■ TASK TO COMPLETE ■
Exact copies of all the lines below are required.

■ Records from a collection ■
* * * * * * *

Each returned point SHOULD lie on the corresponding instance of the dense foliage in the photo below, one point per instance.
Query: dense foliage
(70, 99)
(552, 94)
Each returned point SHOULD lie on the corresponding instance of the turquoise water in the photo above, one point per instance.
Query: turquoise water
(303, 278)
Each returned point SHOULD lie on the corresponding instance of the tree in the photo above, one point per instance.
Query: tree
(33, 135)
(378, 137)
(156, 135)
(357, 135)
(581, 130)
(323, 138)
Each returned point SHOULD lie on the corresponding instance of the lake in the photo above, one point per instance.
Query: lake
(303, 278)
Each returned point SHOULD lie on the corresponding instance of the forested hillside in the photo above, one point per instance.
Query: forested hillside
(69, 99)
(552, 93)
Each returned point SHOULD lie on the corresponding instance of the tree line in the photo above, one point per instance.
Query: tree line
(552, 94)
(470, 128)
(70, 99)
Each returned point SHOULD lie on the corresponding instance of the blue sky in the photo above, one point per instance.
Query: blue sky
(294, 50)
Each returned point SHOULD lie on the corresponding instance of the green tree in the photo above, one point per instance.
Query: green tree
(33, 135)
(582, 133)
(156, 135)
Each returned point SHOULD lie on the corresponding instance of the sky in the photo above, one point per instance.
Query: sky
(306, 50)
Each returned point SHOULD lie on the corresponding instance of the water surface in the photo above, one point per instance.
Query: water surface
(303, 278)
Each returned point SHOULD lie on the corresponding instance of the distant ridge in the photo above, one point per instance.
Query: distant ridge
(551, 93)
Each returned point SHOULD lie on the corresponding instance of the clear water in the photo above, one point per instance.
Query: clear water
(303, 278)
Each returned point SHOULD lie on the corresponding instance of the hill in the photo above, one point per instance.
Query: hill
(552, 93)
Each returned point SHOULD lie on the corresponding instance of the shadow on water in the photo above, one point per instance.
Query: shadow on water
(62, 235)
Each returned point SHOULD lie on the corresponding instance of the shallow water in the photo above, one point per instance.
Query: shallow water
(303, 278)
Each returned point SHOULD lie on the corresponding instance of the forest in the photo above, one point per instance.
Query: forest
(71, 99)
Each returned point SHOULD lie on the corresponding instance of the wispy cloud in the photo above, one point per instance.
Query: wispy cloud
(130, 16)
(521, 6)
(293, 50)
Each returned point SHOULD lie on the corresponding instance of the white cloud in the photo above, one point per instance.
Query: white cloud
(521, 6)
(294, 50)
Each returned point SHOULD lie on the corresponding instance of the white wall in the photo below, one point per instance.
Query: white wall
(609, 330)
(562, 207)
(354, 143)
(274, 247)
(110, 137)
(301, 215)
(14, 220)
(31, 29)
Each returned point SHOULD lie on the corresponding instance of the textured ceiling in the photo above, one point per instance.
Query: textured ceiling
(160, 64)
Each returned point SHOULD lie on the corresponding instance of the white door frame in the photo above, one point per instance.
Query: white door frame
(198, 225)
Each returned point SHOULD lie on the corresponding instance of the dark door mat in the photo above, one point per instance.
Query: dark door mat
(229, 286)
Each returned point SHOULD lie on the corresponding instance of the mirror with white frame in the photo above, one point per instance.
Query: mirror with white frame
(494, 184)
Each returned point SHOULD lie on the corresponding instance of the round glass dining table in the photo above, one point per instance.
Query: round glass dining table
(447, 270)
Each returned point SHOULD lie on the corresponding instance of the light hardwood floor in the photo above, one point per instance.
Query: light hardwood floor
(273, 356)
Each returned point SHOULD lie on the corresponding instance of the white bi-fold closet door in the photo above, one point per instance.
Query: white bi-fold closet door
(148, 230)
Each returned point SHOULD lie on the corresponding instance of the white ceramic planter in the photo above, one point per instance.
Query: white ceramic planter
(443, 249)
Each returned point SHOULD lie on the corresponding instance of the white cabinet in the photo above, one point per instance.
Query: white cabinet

* * * * * * *

■ TASK OUTPUT ■
Each returned point SHOULD lie on the corresponding instance of the dense foliage in the photo below, one point per instance.
Query: dense foliage
(70, 99)
(552, 94)
Each returned point SHOULD lie on the corresponding instance of the turquoise water in the photo above, one point per instance.
Query: turquoise water
(303, 278)
Each returned point SHOULD lie on the corresponding instance of the tree in the photo above, one point per instance.
Query: tree
(33, 135)
(378, 137)
(156, 135)
(357, 135)
(581, 130)
(323, 138)
Each returned point SHOULD lie on the corresponding instance of the lake in the photo above, one point per instance.
Query: lake
(303, 278)
Each returned point SHOULD lie on the corresponding instance of the forested hillside in the photo above, one point per instance.
Query: forested hillside
(69, 99)
(552, 93)
Each returned point SHOULD lie on the corresponding instance of the tree line in the photo above, one point per instance.
Query: tree line
(552, 94)
(470, 128)
(70, 99)
Each returned point SHOULD lie on the corresponding instance of the blue sky in the photo above, one point per instance.
Query: blue sky
(294, 50)
Each returned point SHOULD lie on the corresponding instance of the green tree in the photo above, one point per instance.
Query: green tree
(33, 135)
(582, 133)
(156, 135)
Each returned point SHOULD lie on the corresponding instance of the sky in the photo above, one point per instance.
Query: sky
(306, 50)
Each returned point SHOULD lie on the corresponding instance of the water surface in the photo above, one point per instance.
Query: water surface
(303, 278)
Each returned point SHOULD lie on the corresponding instance of the distant ridge in the photo above, one point per instance.
Query: distant ridge
(551, 93)
Each returned point SHOULD lie on the corresponding instance of the clear water in the photo above, one point per instance.
Query: clear water
(303, 278)
Each returned point SHOULD lie on the corresponding instance of the hill in the photo above, one point per instance.
Query: hill
(552, 93)
Each returned point SHOULD lie on the corresponding instance of the shadow on water in the photo above, one point per instance.
Query: shadow on water
(62, 235)
Each returned point SHOULD lie on the corresponding instance of the shallow water in the photo above, one point per instance.
Query: shallow water
(303, 278)
Each returned point SHOULD lie on the corresponding instance of the forest in the photo above, one point per instance.
Query: forest
(71, 99)
Each returned point SHOULD lie on the corresponding instance of the wispy cloud in the photo above, one point per instance.
Query: wispy cloud
(130, 16)
(521, 6)
(293, 50)
Each returned point SHOULD lie on the corresponding instance of the white cloud in the photo above, one point per instance.
Query: white cloud
(521, 6)
(294, 50)
Each returned point SHOULD lie on the corresponding instance of the white wall in the photo below, one point per instance.
Query: white wall
(609, 330)
(562, 207)
(354, 143)
(274, 247)
(110, 137)
(301, 215)
(14, 220)
(31, 29)
Each returned point SHOULD lie on the corresponding instance of the textured ceiling in the photo above, one point per instance.
Query: textured ceiling
(160, 64)
Each returned point SHOULD lie on the corresponding instance of the white door frame in the photo above, one point per instance.
Query: white door frame
(198, 225)
Each returned point SHOULD lie on the corresponding instance of the dark door mat in the photo above, one point per instance.
Query: dark door mat
(229, 286)
Each returned point SHOULD lie on the corresponding instance of the mirror with white frame in the photo above, one point per instance.
Query: mirror with white frame
(494, 184)
Each returned point SHOULD lie on the corresponding instance of the round glass dining table in the photo above, one point per instance.
Query: round glass dining table
(447, 270)
Each returned point SHOULD lie on the corresponding instance of the light hardwood floor in the photo above, one point per instance.
Query: light hardwood floor
(273, 356)
Each returned point SHOULD lie on the corresponding instance of the white bi-fold closet door in the photo above, one point per instance.
Query: white bi-fold closet door
(148, 230)
Each returned point SHOULD lie on the corresponding instance of the white ceramic planter in the photo above, one point per instance.
Query: white ceramic planter
(443, 249)
Each returned point SHOULD lie on the corresponding instance of the white cabinet in the photo above, one point per instance.
Query: white cabinet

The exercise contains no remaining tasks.